Point-based annotation entries:
***

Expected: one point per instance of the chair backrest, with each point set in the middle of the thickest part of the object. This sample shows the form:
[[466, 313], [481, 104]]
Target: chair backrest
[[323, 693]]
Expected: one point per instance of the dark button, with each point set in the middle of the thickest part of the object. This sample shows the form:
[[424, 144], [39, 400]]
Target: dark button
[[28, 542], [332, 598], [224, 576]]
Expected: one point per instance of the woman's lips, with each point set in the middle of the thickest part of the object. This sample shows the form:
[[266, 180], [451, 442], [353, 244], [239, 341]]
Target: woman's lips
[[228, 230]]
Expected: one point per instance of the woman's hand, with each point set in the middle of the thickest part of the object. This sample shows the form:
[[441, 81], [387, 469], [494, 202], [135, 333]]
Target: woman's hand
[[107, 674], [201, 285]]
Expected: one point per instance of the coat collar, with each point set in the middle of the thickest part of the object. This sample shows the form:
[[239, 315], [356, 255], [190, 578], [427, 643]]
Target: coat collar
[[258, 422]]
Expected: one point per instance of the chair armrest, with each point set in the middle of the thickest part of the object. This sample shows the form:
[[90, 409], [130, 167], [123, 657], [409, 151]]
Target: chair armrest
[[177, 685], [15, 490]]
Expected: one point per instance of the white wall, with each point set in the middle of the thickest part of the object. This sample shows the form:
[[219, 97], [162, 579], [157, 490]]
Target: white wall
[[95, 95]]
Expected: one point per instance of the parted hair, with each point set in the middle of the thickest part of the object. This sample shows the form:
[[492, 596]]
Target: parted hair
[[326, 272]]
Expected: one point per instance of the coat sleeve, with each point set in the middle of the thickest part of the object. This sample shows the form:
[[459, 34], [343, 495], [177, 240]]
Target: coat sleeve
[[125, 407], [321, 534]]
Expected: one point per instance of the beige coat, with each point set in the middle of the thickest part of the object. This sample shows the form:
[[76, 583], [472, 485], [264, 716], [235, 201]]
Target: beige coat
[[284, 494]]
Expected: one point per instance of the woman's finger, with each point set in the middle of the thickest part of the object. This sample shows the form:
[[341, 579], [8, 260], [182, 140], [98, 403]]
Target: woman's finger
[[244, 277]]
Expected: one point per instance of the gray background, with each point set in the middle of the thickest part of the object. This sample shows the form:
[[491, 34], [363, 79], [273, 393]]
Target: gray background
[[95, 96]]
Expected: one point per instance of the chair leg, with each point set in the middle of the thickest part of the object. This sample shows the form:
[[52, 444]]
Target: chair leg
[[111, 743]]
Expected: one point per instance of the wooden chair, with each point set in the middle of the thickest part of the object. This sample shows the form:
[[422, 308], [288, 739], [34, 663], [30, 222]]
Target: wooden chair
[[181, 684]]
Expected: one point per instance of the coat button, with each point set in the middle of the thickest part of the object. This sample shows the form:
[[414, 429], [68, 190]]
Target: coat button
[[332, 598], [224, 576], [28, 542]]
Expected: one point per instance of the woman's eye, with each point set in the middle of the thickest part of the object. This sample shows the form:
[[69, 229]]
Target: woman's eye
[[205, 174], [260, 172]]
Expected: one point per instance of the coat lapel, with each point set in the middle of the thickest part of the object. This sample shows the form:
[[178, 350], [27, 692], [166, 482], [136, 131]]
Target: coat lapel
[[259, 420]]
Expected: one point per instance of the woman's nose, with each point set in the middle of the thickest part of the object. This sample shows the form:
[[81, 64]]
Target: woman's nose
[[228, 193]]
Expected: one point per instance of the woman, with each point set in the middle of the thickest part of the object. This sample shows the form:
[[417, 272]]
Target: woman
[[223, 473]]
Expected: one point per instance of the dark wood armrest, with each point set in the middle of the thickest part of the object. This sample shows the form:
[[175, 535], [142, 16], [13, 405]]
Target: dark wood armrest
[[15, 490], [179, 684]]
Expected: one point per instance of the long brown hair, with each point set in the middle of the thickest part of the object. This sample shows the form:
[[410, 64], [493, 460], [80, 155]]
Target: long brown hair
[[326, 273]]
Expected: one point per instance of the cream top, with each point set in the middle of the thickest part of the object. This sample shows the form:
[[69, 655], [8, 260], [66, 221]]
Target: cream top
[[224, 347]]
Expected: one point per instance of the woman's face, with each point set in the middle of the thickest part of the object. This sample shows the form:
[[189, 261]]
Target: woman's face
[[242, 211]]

***

AIM OF THE EXERCISE: Present every line of the entries above as a numbered list, omitting any blank lines.

PROBLEM SOLUTION:
1. Expected: one point per instance of the chair backrest, with each point set in the middle of the thickest part of the object. This sample shows the form:
2. [[466, 313], [481, 104]]
3. Target: chair backrest
4. [[323, 693]]
5. Expected: one point per instance of the dark button, with each point set in the middle of the thickest part of the object. This sample shows the form:
6. [[424, 144], [39, 400]]
7. Target: dark button
8. [[28, 542], [332, 598], [224, 576]]
9. Expected: one point per instance of the woman's lips, with each point set in the middle of the thickest part of the object. This sample shows the form:
10. [[266, 180], [451, 442], [353, 244], [239, 341]]
11. Target: woman's lips
12. [[228, 230]]
13. Expected: one point per instance of the woman's hand, with each point set in the middle of the thickest part of the object. This sample shows the form:
14. [[441, 81], [387, 469], [494, 202], [135, 333]]
15. Target: woman's hand
16. [[107, 674], [201, 285]]
17. Expected: one point per instance of the coat collar, with each point set in the middle of the thickest part of the object. This sample shows the form:
18. [[239, 315], [356, 255], [190, 578], [427, 643]]
19. Target: coat collar
20. [[258, 422]]
21. Expected: one point per instance of the chair armrest, with each point set in the middle of the thickest part of the object. This sample shows the form:
22. [[90, 409], [130, 167], [123, 657], [409, 151]]
23. Target: chair armrest
24. [[177, 685], [15, 490]]
25. Expected: one point per instance of the white wall, with each point set in the middle of the thickest part of the object. This sample shows the form:
26. [[219, 97], [162, 579], [157, 490]]
27. Target: white wall
28. [[95, 95]]
29. Expected: one point per instance of the parted hair, with each point set in the middle of the thickest part of the object. This sample shows the form:
30. [[492, 596]]
31. Target: parted hair
32. [[326, 272]]
33. Expected: one point per instance of the coat sleeve, with each point set in the middle of the thickest part of the object. This sample shows the form:
34. [[459, 34], [343, 495], [177, 240]]
35. Target: coat sleeve
36. [[125, 407], [321, 534]]
37. Expected: one point per instance of the beige coat, with each point set in the middle of the thickest part of the object. This sample shows the form:
38. [[76, 583], [472, 485], [264, 716], [235, 201]]
39. Target: beige coat
40. [[284, 494]]
41. Expected: one point per instance of the woman's finger, with each point set in the middle of the thickest part of the object. This sample shows the form:
42. [[341, 579], [8, 260], [182, 140], [98, 403]]
43. Target: woman's finger
44. [[244, 277]]
45. Expected: one point per instance of the gray background, with each point set in the middle of the thickest part of the object. This sample shows the form:
46. [[491, 34], [363, 79], [273, 393]]
47. Target: gray background
48. [[95, 96]]
49. Expected: one point per instance of the chair leg, with each point set in the middle of the thickest part of the object. This sample shows the form:
50. [[52, 444]]
51. Target: chair leg
52. [[111, 743]]
53. Expected: one point per instance of the wooden chair, with each point set in the middle of the thickest part of the object. This sample shows the form:
54. [[422, 308], [288, 739], [34, 663], [30, 222]]
55. Target: wooden chair
56. [[181, 684]]
57. Expected: one point per instance of the coat button, with each point set in the middle of the thickest part of the object. This sample shows the form:
58. [[414, 429], [68, 190]]
59. Target: coat button
60. [[332, 598], [224, 576], [28, 542]]
61. Expected: one point per instance of the woman's eye, with each point set in the middle of the thickest part of the object. This sample shows the form:
62. [[69, 229]]
63. Target: woman's eye
64. [[205, 174], [260, 172]]
65. Expected: one point per instance of the coat lapel, with each point set in the middle of the thickest part of the object. This sample shows the form:
66. [[178, 350], [27, 692], [166, 482], [136, 131]]
67. Target: coat lapel
68. [[259, 420]]
69. Expected: one point per instance of the woman's nose, with each point set in the middle of the thickest part of the object. This sample shows the form:
70. [[81, 64]]
71. Target: woman's nose
72. [[228, 193]]
73. Expected: one point per instance of the woman, with each point set in the middle of the thickest part of the object. This sample shows the form:
74. [[417, 272]]
75. Target: woman
76. [[223, 473]]
77. Expected: one point per instance of the dark wood armrest, with each point set in the middle of the thickest part of the object. This sample shows the form:
78. [[175, 535], [142, 16], [13, 405]]
79. Target: dark wood armrest
80. [[15, 490], [179, 684]]
81. Expected: one point per instance of the long brown hair, with each point set in the middle of the thickest part of the object. This sample shows the form:
82. [[410, 64], [493, 460], [80, 155]]
83. Target: long brown hair
84. [[326, 273]]
85. Expected: one point per instance of the cream top, with each point set in the middle of the thickest part of the object. This sample shows the form:
86. [[69, 655], [8, 260], [66, 221]]
87. Target: cream top
88. [[224, 347]]
89. Expected: one point per instance of the woman's face, with each point set in the middle of the thickest part of the object. This sample shows the form:
90. [[189, 261]]
91. Target: woman's face
92. [[242, 211]]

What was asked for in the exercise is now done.